• **Excerpt**:
[patch 0/4] [RFC] Another proportional weight IO controller

Tue Nov 25 22:40:18 PST 2008

On Thu, 2008-11-20 at 08:40 -0500, Vivek Goyal wrote:
> > The dm approach has some merrits, the major one being that it'll fit
> > directly into existing setups that use dm and can be controlled with
> > familiar tools. That is a bonus. The draw back is partially the same -
> > it'll require dm. So it's still not a fit-all approach, unfortunately.
> > 
> > So I'd prefer an approach that doesn't force you to use dm.
> 
> Hi Jens,
> 
> My patches met the goal of not using the dm for every device one wants
> to control.
> 
> Having said that, few things come to mind.
> 
> - In what cases do we need to control the higher level logical devices
>   like dm. It looks like real contention for resources is at leaf nodes.
>   Hence any kind of resource management/fair queueing should probably be
>   done at leaf nodes and not at higher level logical nodes.

The problem with stacking devices is that we do not know how the IO
going through the leaf nodes contributes to the aggregate throughput
seen by the application/cgroup that generated it, which is what end
users care about.

The block device could be a plain old sata device, a loop device, a
stacking device, a SSD, you name it, but their topologies and the fact
that some of them do not even use an elevator should be transparent to
the user.

If you wanted to do resource management at the leaf nodes some kind of
topology information should be passed down to the elevators controlling
the underlying devices, which in turn would need to work cooperatively.

>   If that makes sense, then probably we don't need to control dm device
>   and we don't need such higher level solutions.

For the reasons stated above the two level scheduling approach seems
cleaner to me.

> - Any kind of 2 level scheduler solution has the potential to break the
>   underlying IO scheduler. Higher level solution requires buffering of
>   bios and controlled release of bios to lower layers. This control breaks
>   the assumptions of lower layer IO scheduler which knows in what order
>   bios should be dispatched to device to meet the semantics exported by
>   the IO scheduler.

Please notice that the such an IO controller would only get in the way
of the elevator in case of contention for the device. What is more,
depending on the workload it turns out that buffering at higher layers
in a per-cgroup or per-task basis, like dm-band does, may actually
increase the aggregate throughput (I think that the dm-band team
observed this behavior too). The reason seems to be that bios buffered
in such way tend to be highly correlated and thus very likely to get
merged when released to the elevator.

Entries for bounding box labeling:

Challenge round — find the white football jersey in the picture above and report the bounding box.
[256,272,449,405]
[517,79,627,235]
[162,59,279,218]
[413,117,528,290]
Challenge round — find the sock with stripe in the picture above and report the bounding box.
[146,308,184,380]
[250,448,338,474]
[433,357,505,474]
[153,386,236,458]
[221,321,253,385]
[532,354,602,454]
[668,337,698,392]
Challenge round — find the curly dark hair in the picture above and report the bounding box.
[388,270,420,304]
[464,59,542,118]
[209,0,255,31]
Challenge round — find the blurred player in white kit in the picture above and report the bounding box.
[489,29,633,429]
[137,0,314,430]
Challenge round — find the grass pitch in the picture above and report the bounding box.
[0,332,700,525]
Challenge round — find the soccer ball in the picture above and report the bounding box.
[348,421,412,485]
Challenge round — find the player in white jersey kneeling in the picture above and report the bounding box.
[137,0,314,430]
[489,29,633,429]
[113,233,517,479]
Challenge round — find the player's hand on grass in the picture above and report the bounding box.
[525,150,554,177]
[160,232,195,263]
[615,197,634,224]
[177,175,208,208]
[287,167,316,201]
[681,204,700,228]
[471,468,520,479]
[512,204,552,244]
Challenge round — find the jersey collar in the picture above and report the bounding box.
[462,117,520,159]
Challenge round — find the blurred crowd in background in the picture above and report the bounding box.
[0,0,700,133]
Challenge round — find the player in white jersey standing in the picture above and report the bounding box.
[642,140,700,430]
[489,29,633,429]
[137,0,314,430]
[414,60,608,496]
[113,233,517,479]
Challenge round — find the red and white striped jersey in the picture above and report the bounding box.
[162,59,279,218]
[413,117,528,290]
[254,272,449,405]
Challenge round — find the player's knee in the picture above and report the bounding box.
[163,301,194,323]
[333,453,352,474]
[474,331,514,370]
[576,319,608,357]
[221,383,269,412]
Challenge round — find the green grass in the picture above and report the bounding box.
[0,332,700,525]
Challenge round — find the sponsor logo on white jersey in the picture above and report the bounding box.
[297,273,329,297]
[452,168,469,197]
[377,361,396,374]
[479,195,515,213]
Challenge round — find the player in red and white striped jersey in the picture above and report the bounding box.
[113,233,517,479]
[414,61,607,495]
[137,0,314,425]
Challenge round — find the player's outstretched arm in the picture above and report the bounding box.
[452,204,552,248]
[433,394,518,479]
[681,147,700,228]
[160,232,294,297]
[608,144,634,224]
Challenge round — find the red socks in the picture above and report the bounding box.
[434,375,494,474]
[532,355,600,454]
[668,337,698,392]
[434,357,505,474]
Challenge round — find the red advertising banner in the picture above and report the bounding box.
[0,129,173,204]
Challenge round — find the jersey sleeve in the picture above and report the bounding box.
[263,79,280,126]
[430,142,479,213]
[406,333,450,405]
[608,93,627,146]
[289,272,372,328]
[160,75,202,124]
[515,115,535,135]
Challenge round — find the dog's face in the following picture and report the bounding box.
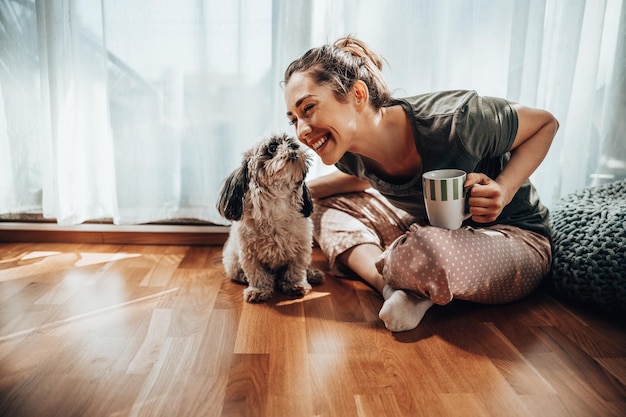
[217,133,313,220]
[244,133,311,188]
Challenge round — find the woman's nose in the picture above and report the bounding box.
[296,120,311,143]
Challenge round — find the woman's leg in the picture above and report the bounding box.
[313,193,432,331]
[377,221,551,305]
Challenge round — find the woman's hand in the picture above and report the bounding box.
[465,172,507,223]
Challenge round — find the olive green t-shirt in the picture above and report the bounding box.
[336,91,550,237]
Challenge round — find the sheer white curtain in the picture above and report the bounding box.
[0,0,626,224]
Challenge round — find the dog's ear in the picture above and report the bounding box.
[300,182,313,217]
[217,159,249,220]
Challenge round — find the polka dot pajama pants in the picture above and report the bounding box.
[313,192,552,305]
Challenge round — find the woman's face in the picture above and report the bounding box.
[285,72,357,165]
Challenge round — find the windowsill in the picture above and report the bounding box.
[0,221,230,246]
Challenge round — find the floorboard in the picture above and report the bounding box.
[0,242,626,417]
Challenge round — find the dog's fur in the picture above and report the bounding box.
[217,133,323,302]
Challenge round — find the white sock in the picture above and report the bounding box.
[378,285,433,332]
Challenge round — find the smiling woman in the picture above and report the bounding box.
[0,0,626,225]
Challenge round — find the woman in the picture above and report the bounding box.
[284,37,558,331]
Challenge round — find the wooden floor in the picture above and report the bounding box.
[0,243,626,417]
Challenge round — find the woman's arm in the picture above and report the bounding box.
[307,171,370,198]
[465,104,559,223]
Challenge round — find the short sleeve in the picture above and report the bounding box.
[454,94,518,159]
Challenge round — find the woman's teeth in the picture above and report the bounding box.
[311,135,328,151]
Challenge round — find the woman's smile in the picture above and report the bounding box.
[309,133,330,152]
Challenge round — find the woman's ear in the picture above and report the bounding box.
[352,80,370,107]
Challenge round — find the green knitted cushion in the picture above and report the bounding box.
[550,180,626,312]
==
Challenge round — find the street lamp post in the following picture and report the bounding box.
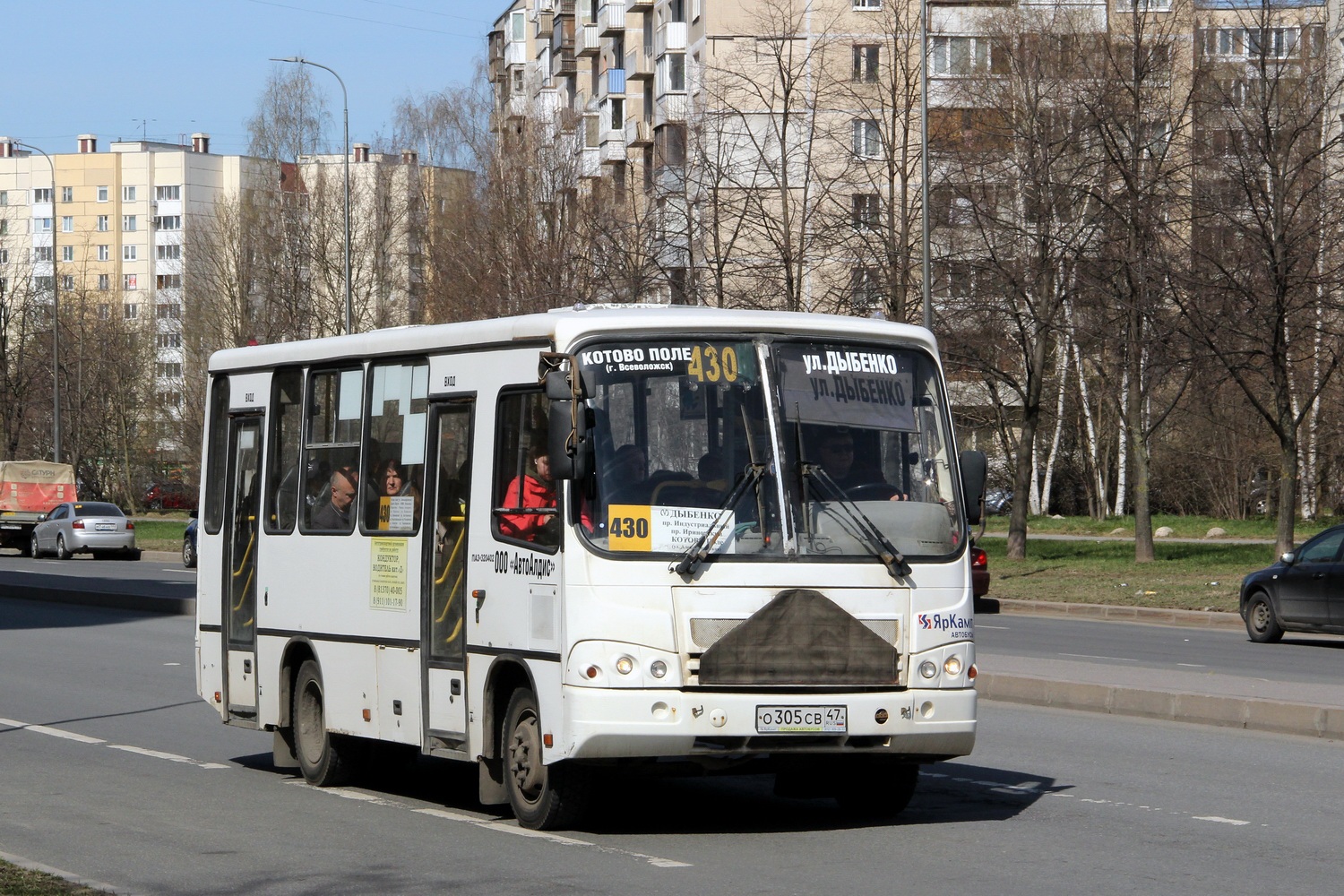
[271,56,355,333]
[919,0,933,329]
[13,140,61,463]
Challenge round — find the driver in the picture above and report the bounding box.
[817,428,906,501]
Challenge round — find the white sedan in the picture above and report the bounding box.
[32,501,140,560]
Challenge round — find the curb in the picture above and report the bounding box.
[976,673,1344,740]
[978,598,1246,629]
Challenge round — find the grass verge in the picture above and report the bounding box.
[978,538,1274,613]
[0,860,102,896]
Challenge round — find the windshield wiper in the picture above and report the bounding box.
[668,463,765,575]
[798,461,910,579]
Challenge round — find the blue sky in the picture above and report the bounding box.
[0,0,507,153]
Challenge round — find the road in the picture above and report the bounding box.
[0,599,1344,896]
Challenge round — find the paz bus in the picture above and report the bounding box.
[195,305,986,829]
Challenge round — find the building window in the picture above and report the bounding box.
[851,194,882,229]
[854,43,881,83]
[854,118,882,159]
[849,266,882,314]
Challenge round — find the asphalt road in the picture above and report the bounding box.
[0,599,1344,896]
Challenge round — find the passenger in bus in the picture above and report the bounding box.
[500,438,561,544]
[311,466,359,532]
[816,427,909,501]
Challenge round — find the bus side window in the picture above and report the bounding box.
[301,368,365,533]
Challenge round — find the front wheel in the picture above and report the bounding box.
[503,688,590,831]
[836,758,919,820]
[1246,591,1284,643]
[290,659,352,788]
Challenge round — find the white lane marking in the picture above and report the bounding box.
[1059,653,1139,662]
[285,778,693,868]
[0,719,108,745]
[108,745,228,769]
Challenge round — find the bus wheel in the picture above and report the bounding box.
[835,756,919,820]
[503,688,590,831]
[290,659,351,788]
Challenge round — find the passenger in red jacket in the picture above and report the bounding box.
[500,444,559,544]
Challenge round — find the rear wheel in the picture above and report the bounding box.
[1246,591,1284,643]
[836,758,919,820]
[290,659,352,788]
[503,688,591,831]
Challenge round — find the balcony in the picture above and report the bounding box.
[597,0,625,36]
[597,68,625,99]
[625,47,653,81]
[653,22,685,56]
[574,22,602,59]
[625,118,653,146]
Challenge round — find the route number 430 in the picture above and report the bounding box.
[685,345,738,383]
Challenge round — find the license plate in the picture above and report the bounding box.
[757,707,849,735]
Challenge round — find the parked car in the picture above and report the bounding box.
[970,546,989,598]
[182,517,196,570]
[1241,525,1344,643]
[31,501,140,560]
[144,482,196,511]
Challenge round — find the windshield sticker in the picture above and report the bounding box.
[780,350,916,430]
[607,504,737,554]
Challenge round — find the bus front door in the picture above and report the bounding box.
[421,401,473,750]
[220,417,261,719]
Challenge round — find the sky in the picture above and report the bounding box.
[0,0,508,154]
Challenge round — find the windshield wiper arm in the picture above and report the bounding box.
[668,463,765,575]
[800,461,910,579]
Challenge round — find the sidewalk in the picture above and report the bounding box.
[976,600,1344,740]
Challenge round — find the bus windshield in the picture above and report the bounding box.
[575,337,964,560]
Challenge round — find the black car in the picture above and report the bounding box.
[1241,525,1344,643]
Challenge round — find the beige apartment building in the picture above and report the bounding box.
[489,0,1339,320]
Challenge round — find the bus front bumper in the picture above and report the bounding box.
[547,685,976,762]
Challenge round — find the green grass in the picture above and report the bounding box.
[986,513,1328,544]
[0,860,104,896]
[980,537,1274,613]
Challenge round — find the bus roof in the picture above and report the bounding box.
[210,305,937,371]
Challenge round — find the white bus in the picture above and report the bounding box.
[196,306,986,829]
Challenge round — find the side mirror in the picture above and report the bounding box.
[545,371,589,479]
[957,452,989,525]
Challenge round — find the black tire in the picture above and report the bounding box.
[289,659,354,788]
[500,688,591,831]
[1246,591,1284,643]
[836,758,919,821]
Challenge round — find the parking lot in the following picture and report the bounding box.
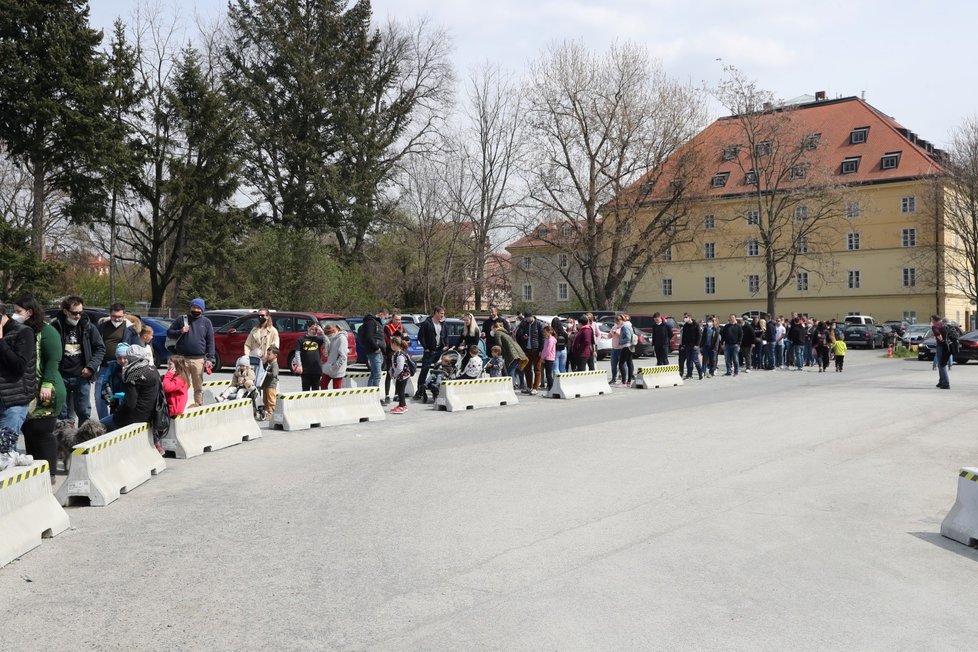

• **Required actions**:
1. Answer these questions about the IO controller thread:
(a) What is the major merit of the dm approach?
(b) If resource management were done at the leaf nodes, what would have to be passed down to the elevators controlling the underlying devices?
(c) Why may per-cgroup or per-task buffering at higher layers increase aggregate throughput?
2. Write the next part of the IO controller thread, starting after its final sentence.

• **Answers to each task**:
1.
(a) It fits directly into existing setups that use dm and can be controlled with familiar tools.
(b) Some kind of topology information.
(c) Bios buffered that way tend to be highly correlated, so they are very likely to get merged when released to the elevator.

2.
> - 2nd level scheduler does not keep track of tasks but task groups lets
>   every group dispatch fair share. This has got little semantic problem in
>   the sense that tasks and groups in root cgroup will not be considered at
>   same level. "root" will be considered one group at same level with all
>   child group hence competing with them for resources.
> 
>   This looks little odd. Considering tasks and groups same level kind of
>   makes more sense. cpu scheduler also consideres tasks and groups at same
>   level and deviation from that probably is not very good.
> 
>   Considering tasks and groups at same level will matter only if IO
>   scheduler maintains separate queue for the task, like CFQ. Because
>   in that case IO scheduler tries to provide fairness among various task
>   queues. Some schedulers like noop don't have any notion of separate
>   task queues and fairness among them. In that case probably we don't
>   have a choice but to assume root group competing with child groups.

If deemed necessary this case could be handled too, but it does not look
like a show-stopper.

> Keeping above points in mind, probably two level scheduling is not a
> very good idea. If putting the code in a particular IO scheduler is a
> concern we can probably explore ways regarding how we can maximize the
> sharing of cgroup code among IO schedulers.

As discussed above, I still think that the two level scheduling approach
makes more sense. Regarding the sharing of cgroup code among IO
schedulers I am all for it. If we consider that elevators should only
care about maximizing usage of the underlying devices, implementing
other non-hardware-dependent scheduling disciplines (that prioritize
according to the task or cgroup that generated the IO, for example) at
higher layers so that we can reuse code makes a lot of sense.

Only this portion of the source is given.